What to produce:
From the line below that contains "164L378 208L374 252L381" to the line that contains "187L18 301L35 313L101", repeat every line exactly, both ends included, and nothing else.
##### Data for the task #####
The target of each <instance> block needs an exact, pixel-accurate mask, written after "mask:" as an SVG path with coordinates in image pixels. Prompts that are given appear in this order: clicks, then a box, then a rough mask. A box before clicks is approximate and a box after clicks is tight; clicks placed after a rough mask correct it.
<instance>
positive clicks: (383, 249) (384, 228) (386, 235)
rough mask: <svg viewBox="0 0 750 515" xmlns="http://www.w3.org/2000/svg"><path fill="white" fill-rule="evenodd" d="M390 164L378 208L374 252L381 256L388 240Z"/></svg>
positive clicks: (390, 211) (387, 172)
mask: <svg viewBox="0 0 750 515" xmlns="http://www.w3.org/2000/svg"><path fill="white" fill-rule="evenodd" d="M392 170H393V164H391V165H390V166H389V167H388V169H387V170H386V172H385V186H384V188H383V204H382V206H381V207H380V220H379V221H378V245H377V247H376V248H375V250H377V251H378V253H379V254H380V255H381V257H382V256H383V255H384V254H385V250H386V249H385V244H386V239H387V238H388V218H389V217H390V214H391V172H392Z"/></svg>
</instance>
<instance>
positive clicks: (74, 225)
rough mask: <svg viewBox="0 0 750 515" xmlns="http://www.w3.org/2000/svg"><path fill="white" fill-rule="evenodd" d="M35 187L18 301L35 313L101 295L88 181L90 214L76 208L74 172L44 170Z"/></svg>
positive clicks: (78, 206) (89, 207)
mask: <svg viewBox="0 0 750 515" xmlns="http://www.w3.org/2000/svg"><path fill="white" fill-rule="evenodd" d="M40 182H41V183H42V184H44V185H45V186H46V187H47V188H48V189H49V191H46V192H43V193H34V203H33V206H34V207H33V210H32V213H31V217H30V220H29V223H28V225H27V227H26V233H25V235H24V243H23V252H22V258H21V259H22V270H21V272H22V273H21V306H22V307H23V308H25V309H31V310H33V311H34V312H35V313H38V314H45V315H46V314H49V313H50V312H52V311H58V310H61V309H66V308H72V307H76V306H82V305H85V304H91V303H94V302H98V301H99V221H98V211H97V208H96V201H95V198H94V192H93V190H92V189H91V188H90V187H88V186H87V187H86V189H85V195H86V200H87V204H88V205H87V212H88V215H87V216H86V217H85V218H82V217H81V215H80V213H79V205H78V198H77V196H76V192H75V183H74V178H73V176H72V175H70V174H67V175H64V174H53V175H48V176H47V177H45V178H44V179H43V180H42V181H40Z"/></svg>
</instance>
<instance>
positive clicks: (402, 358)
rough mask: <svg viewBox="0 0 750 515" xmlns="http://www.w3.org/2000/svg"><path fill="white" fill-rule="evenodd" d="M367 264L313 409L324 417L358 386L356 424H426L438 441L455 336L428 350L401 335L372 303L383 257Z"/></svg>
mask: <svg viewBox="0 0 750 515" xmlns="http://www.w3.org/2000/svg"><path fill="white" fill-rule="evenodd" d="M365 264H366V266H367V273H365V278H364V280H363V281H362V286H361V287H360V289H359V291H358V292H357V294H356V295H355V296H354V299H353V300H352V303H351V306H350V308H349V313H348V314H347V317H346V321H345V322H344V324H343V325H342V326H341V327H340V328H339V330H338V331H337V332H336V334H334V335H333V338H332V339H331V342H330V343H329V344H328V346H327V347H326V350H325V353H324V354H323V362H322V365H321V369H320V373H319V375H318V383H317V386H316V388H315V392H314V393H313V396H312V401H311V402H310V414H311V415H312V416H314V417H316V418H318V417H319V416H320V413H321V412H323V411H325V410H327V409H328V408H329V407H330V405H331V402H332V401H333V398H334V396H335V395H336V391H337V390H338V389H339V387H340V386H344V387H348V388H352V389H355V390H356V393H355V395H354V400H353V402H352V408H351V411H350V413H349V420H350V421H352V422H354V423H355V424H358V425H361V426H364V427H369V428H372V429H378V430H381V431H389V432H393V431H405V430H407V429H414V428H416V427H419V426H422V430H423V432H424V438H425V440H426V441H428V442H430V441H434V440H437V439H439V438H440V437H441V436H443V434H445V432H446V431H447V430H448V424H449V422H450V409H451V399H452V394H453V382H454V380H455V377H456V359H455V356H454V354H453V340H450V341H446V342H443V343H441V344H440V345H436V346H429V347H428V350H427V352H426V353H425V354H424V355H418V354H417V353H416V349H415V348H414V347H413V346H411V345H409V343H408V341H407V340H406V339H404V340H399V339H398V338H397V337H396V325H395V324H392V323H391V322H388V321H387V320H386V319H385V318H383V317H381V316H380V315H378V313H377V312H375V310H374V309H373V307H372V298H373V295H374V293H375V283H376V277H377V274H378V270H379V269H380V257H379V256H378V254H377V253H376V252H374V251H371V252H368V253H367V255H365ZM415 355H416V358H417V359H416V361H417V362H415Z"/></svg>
#####
Solution to the exercise:
rough mask: <svg viewBox="0 0 750 515" xmlns="http://www.w3.org/2000/svg"><path fill="white" fill-rule="evenodd" d="M390 164L378 208L374 252L381 256L388 240Z"/></svg>
positive clicks: (390, 211) (387, 172)
mask: <svg viewBox="0 0 750 515" xmlns="http://www.w3.org/2000/svg"><path fill="white" fill-rule="evenodd" d="M392 170H393V164H391V165H390V166H389V167H388V169H387V170H386V172H385V186H384V188H383V204H382V206H381V207H380V220H379V221H378V245H377V247H376V248H375V250H377V251H378V253H379V254H380V255H381V257H382V256H383V255H384V254H385V250H386V249H385V244H386V239H387V238H388V218H389V217H390V214H391V172H392Z"/></svg>
</instance>
<instance>
positive clicks: (74, 225)
rough mask: <svg viewBox="0 0 750 515" xmlns="http://www.w3.org/2000/svg"><path fill="white" fill-rule="evenodd" d="M35 187L18 301L35 313L101 295L88 181L90 214L76 208L74 172L44 170Z"/></svg>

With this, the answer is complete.